**TASK OBJECTIVE**
Go through the entries below and copy each line containing the word "boulder".

THE RECORDS Block Start

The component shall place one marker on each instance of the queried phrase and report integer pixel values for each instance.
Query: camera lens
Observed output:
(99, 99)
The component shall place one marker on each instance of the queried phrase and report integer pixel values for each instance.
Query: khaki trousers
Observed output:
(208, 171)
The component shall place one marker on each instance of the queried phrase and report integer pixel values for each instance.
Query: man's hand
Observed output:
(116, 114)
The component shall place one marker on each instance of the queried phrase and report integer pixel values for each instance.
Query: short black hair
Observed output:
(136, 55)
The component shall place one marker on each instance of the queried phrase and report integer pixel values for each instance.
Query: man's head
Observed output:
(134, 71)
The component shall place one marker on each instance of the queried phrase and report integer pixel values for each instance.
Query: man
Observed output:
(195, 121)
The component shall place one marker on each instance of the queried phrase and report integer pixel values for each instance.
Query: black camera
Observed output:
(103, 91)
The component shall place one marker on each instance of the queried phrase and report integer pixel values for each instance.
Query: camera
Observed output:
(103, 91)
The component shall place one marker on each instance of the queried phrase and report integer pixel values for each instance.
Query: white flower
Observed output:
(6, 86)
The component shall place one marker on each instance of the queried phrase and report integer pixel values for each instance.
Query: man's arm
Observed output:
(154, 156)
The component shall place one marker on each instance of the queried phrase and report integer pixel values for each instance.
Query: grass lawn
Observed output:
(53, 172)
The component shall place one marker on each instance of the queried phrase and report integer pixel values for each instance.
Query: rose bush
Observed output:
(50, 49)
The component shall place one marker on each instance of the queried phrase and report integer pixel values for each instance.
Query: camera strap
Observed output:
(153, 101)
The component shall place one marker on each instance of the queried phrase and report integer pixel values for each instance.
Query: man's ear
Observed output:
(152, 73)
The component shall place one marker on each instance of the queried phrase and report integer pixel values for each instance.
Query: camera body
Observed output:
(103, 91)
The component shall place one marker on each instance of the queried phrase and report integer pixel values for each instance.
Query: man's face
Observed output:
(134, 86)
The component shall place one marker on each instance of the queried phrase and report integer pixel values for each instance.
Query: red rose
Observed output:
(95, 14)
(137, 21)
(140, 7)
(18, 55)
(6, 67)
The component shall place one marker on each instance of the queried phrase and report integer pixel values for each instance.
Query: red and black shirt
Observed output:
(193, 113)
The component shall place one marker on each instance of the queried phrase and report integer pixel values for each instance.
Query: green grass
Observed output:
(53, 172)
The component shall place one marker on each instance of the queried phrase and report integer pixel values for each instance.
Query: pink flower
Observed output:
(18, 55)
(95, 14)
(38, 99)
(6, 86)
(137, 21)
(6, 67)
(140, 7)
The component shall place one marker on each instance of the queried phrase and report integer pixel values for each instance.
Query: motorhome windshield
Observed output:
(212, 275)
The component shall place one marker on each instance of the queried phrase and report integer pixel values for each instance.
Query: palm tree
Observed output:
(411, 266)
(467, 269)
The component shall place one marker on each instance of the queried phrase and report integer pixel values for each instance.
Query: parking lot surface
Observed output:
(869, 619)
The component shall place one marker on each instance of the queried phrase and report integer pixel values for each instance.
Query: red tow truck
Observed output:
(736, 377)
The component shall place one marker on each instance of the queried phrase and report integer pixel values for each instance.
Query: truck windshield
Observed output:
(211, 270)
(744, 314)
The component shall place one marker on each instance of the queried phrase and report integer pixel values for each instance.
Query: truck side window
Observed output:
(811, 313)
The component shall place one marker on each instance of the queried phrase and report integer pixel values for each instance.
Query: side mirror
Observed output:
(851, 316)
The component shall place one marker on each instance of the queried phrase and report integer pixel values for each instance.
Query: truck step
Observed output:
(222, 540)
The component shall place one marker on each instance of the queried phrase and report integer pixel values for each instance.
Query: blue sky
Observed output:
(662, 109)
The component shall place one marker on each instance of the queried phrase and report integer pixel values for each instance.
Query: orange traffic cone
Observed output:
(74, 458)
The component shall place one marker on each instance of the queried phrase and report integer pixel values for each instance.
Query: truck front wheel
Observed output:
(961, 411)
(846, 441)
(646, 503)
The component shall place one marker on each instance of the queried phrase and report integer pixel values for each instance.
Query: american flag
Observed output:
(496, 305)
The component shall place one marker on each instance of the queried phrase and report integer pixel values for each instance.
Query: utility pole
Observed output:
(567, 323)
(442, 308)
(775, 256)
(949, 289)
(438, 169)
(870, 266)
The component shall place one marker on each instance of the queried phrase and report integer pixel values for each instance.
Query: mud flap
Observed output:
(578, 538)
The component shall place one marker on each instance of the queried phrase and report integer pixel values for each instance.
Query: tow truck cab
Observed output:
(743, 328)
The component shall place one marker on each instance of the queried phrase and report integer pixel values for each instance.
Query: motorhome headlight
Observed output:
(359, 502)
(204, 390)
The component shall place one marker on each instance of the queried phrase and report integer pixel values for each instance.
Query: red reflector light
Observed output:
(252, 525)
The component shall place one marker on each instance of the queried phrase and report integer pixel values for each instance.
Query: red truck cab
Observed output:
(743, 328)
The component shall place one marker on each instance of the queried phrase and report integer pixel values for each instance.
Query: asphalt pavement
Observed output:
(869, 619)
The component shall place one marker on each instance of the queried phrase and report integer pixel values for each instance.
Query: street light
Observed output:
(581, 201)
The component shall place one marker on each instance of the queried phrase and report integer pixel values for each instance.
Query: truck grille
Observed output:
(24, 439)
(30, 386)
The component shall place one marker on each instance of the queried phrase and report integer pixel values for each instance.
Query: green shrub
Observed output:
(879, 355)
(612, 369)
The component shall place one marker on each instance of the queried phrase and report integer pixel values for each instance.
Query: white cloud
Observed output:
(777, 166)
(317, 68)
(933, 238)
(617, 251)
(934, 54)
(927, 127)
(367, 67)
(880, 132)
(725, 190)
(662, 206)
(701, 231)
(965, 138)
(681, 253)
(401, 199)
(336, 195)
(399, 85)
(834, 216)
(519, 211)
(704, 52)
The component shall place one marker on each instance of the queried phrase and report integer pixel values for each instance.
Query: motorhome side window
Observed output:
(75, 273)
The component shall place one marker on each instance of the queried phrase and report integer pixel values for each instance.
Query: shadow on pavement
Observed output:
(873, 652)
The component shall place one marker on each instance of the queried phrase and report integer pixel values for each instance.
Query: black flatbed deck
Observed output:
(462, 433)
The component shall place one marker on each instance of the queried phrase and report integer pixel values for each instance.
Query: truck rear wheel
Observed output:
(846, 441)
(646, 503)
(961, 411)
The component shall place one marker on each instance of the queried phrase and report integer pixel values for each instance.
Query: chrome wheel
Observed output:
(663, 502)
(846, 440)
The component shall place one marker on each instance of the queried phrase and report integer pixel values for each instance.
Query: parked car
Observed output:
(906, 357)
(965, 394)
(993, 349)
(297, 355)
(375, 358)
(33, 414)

THE RECORDS Block End
THE RECORDS Block Start

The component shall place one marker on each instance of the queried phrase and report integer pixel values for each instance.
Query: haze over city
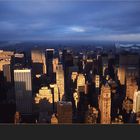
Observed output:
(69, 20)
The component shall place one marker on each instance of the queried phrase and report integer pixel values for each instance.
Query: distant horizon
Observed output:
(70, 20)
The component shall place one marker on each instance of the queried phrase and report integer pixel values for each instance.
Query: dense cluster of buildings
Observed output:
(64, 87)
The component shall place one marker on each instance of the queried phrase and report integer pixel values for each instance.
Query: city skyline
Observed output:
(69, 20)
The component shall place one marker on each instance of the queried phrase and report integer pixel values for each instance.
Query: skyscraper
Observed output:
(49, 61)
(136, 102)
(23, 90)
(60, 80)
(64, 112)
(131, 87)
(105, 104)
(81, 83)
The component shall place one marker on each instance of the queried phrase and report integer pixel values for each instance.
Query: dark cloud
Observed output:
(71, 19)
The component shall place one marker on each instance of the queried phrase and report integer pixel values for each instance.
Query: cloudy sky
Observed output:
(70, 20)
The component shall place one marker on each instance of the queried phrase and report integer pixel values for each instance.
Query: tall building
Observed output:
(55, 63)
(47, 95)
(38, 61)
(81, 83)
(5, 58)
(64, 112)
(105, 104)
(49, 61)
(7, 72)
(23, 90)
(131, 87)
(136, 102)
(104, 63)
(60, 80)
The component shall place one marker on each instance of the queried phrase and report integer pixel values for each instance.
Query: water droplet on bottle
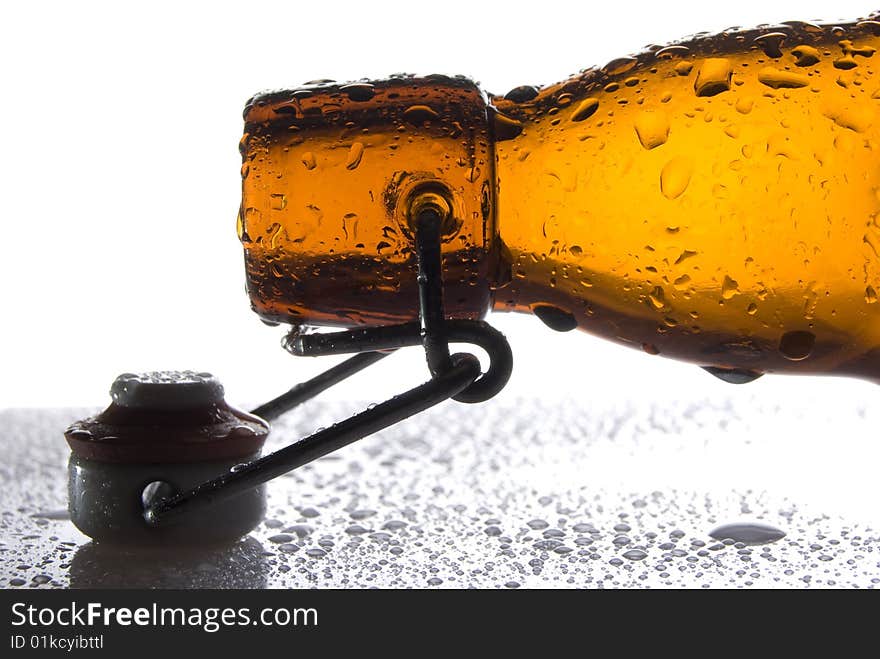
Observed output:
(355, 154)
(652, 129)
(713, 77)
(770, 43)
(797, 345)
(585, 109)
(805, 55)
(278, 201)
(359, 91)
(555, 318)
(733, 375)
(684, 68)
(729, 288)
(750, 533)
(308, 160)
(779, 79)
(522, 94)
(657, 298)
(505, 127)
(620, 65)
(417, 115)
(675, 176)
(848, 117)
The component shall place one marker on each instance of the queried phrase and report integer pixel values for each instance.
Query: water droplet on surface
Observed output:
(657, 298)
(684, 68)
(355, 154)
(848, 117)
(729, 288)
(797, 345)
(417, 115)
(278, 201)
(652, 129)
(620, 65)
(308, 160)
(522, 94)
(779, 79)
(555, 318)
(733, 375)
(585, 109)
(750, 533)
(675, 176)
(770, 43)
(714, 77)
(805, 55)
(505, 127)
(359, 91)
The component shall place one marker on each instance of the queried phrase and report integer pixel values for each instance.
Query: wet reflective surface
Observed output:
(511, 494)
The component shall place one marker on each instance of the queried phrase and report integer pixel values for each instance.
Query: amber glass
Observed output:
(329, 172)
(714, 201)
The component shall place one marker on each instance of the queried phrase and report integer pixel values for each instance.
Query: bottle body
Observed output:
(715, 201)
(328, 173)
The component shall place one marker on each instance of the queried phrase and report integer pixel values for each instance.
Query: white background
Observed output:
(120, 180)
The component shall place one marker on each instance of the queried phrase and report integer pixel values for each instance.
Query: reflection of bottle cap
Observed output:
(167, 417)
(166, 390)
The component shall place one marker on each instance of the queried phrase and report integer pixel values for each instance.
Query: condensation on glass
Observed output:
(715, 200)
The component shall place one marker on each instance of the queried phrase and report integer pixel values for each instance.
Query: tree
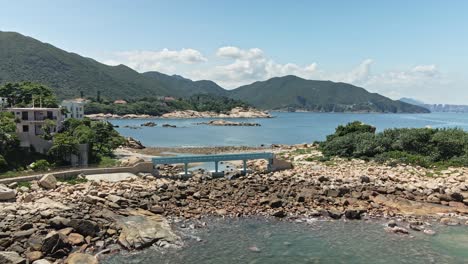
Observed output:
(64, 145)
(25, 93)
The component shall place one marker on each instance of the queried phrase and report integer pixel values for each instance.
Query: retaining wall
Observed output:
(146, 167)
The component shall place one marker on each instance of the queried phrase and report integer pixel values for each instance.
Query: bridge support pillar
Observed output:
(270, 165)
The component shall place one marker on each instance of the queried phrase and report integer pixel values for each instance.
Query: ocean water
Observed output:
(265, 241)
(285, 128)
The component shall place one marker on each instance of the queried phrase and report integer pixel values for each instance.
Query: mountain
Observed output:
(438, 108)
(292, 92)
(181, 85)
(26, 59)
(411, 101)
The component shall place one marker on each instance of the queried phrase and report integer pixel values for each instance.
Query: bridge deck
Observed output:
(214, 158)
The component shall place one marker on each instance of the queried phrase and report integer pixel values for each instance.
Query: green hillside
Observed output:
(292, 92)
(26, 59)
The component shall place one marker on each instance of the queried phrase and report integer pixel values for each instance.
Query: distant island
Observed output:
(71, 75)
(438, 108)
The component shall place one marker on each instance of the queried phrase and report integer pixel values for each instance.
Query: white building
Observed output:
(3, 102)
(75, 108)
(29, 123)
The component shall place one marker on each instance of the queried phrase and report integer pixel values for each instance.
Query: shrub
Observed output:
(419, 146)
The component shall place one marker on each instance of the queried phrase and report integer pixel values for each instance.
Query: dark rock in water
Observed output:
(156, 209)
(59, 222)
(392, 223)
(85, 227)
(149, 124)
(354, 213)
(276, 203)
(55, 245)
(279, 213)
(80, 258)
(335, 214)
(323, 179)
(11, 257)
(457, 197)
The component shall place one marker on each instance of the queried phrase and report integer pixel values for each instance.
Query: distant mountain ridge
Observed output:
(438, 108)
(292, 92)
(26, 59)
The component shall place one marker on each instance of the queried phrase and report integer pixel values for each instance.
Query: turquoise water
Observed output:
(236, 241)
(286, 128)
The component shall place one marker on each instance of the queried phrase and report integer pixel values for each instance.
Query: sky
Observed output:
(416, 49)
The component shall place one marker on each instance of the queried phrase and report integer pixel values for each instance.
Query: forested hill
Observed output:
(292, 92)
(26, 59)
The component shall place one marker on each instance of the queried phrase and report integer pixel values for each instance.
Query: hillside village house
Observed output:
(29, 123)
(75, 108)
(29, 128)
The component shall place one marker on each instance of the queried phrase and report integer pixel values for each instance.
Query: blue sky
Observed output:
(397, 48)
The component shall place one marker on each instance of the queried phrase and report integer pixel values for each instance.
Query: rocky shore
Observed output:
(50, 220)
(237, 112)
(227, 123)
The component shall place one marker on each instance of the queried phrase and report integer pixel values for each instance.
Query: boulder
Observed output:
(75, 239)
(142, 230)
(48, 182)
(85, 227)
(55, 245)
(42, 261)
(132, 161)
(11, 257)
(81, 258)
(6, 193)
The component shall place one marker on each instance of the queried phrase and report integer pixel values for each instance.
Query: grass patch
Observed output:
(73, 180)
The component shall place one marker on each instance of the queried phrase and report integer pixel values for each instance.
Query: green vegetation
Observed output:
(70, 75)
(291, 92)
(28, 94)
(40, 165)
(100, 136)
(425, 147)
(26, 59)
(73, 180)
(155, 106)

THE RECORDS Block End
THE RECORDS Block Start

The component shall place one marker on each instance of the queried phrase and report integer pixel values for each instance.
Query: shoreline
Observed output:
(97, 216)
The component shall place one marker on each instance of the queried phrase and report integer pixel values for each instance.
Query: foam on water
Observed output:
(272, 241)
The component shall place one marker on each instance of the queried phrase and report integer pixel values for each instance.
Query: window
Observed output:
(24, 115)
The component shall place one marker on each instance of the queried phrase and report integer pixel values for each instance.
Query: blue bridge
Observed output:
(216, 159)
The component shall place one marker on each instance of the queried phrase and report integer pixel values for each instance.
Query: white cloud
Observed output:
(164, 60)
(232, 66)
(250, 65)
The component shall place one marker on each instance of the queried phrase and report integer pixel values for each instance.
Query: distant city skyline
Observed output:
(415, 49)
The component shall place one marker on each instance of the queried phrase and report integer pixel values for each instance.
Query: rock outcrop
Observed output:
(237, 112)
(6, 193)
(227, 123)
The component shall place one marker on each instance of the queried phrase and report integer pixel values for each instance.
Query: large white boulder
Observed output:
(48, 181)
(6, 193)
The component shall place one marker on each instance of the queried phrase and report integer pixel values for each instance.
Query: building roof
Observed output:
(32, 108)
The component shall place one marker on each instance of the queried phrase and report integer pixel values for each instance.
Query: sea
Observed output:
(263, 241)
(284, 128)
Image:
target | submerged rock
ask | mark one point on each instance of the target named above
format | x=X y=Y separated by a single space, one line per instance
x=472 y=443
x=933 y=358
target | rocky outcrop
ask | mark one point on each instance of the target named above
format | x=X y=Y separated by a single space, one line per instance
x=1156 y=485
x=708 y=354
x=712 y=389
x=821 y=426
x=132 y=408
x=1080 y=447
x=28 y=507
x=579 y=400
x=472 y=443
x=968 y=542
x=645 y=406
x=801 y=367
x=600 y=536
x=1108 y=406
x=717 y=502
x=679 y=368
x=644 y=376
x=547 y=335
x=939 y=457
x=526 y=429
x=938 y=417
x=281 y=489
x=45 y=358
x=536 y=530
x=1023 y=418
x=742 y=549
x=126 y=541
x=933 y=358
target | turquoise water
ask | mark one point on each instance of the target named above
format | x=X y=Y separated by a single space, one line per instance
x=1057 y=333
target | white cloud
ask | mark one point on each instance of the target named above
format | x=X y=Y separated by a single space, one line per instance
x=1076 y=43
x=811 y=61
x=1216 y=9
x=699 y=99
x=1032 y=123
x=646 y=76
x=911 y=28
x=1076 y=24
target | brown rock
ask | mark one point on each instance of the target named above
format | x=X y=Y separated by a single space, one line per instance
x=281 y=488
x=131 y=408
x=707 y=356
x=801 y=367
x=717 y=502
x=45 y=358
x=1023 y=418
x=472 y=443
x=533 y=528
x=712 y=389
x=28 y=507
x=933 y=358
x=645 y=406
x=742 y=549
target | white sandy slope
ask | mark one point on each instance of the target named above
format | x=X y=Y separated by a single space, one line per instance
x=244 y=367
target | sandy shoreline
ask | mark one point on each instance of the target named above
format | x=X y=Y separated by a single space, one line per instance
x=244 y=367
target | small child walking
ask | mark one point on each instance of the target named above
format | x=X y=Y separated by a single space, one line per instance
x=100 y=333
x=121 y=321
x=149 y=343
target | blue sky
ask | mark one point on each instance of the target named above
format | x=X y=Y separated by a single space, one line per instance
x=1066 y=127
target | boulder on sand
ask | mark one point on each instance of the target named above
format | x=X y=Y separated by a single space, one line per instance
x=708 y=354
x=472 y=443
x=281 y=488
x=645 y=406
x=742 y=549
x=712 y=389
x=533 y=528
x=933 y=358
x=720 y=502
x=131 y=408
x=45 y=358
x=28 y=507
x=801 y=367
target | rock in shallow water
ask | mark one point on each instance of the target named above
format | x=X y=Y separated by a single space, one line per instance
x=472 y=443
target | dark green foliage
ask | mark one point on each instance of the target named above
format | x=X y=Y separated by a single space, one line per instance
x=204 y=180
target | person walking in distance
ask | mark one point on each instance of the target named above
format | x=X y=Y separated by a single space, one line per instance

THE RECORDS Block End

**RESPONSE BELOW**
Query: boulder
Query: large white boulder
target | boulder on sand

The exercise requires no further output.